Anyway I am reminded of comment that I have heard all to frequently of late 'If you ever find a perfect church, don't join your spoil it'!!!!
There is in my opinion lots of truth in this, we are all fundamentally flawed on account of being sinners. I have retorted to this comment that well at least I can find one that is more in line with what I think and feel.
However I am begininning to realise that even this is not true all that I can hope for is somewhere that will take me as they find me and accept me as such... sadly this too is proving difficult....
Perhaps then this is about me? I have asked myself that but I often come accross other people who I would say appear to have similar experiences and feelings to myself... yourself included Sputnik...
So I ask what would happen if we all stood up and made a stand against the things we see as unjust or tried to start a church revolution or even our own church.... what would we model it on, what would it look like, would we be in danger of getting something else fundamentally wrong!?

Don't Quote Me said...

Interesting that you should raise the idea of church revolution, surely this is what Jesus did. He came in and said this isn't church, this about appearing to be righteous, which is damaging, when the religious outside is not matched by a loving inside.

Ok Jesus is God, is of God, is partly God? Not sure on best way to see this. But granted he had the upper hand in ringing in changes. That doesn't mean we mere mortals can't revolutionise our churches.

I know I have mentioned Methodism before, but John and Charles Wesley created the Methodist church because they didn't like the way things were done.

I'm not saying we should all start our own new church and split off into factions. But maybe we shouldn't be scared to stand up and say we're not happy with what we see as unjust.

It's sometimes a lonely place, I have been there, but other times when you speak up you find others who have always agreed and been too worried to say anything. When you find that many people agreeing you have to ask is God in this, and maybe, just maybe something can change.

Change can be small, but it can start ripples. We set up alternative worship at our church for the young at heart, who didn't want to sing old hymns to the cronky organ. From that we now often have a few hymns each service which are "new" (even then most of them are about 30 years old).

(Coordinate labeling data)
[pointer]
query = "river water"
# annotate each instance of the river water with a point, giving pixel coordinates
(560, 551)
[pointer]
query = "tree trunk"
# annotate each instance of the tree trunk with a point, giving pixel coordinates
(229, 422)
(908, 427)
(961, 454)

• **REQUIRED TASKS**:
1: State whether each statement agrees with the discussion on church revolution, answering yes or no and quoting the deciding words of the text: (a) John and Charles Wesley founded the Methodist church out of dissatisfaction with how things were done. (b) The second commenter urges everyone to start a new church of their own. (c) Most of the "new" hymns now sung at the commenter's church are recent compositions.
2: Reproduce the discussion on church revolution verbatim, starting at "Perhaps then this" and ending at "yourself included Sputnik...".
3: Write a continuation of the discussion on church revolution, picking up after its final sentence.

• **ANSWERS PER TASK**:
1:
(a) Yes: "John and Charles Wesley created the Methodist church because they didn't like the way things were done."
(b) No: "I'm not saying we should all start our own new church and split off into factions."
(c) No: "even then most of them are about 30 years old"

2:
Perhaps then this is about me? I have asked myself that but I often come accross other people who I would say appear to have similar experiences and feelings to myself... yourself included Sputnik...

3:
We now have new housegroups and music concerts, from one small thing. So I say stand up, stand up with an alternative, I don't like this, can I do it this way instead? And who knows!!

sputnik said...

revolution. change. now we are getting somewhere! this is the talk of what i call the missional church.

not change for the sake of change, or like we're doing something that hasnt been done before. but because we forget. because we dilute and culturalise truth. because we get content with our 'coach potato' contributions in meetings. our desire for 'peace' becomes a desire for 'peace and quiet', we head for the path of least resistance etc, etc.

so how do we recognise this 'revolution' when we see it?

a new denomination or stream? a new logo, strapline or strategy diagram? meetings with music and liturgy that more people like?

i dont think so.
i think it begins by reversing wrong-thinking.

and this is how hard it is ...
i am trying to be 'revolutionary' by applying apocs simple notion about the importance of language i.e. what is 'church'

but still we are still using 'church' to mean 'a group of believers with common values.

so why not stop?

do i believe in salvation by grace, through Jesus, by faith? yes.

so *i belong to the church*.
so revolution amongst the church can happen here and now.

anybody who has been on the receiving end of the "... dont join the perfect church, you'll spoil it ..." comment will tell you that prescriptively it is meaningless. we are already in the imperfect church! the issue is finding a bunch of believers who have in common, the 'values' which are most important to us.

i was recently a newcomer at a 2 hour meeting and nobody told me the purpose or vision of the gathering. at the end i asked 'what the point of the group was?'. nobody took offence. there was a seed of an explanation.

at the next meeting, a straight-talking explanation was(almost) the first thing that was said. another newcomer was there. we instantly could agree that which we had in common. 5 important values. no assumptions.

i just opened my mouth and asked a question. revolution :)

Apoc29 said...

Hey Don't quote me, I am know that change is possible in certain situations see my latest comments in "Open Forum or MonoBlog?".
However what do you do when people are not open to what you have to say, where you are discredited on the basis of your perceived 'walk with God' where other peoples refusal to accept you for who and what you are blinds them to anything that you have to say? Where because your values, opinions, thoughts and beliefs differ you are alienated because other people cannot or do not want to accept responsibility for themselves and ignorant corporate mass acceptance rules because people put up and shut up? What then?
This is what Sputnik calls a desire for peace and quiet, no one likes the person who rocks the boat, who asks why, who challenges. Surely though everyone is unique in their understanding, interpretation and experience of the World and everything in it... why then can this not be explored and used to broaden understanding... In my opinion people can all read a passage in the bible and glean something different from it determined not only by where they are currently at in life but also where they have been! Does this make it any less important or genuine? IS that not the beauty of most of Jesus's teachings that they are timeless and different things can be picked out of them at different times? Anything else will surely run the risk of turning the bible into a theory book?
Sputnik, I did not quite follow your thread about trying to be revolutionary could you say more?

sputnik said...

im not sure that i agree with you on 'how to read the bible'.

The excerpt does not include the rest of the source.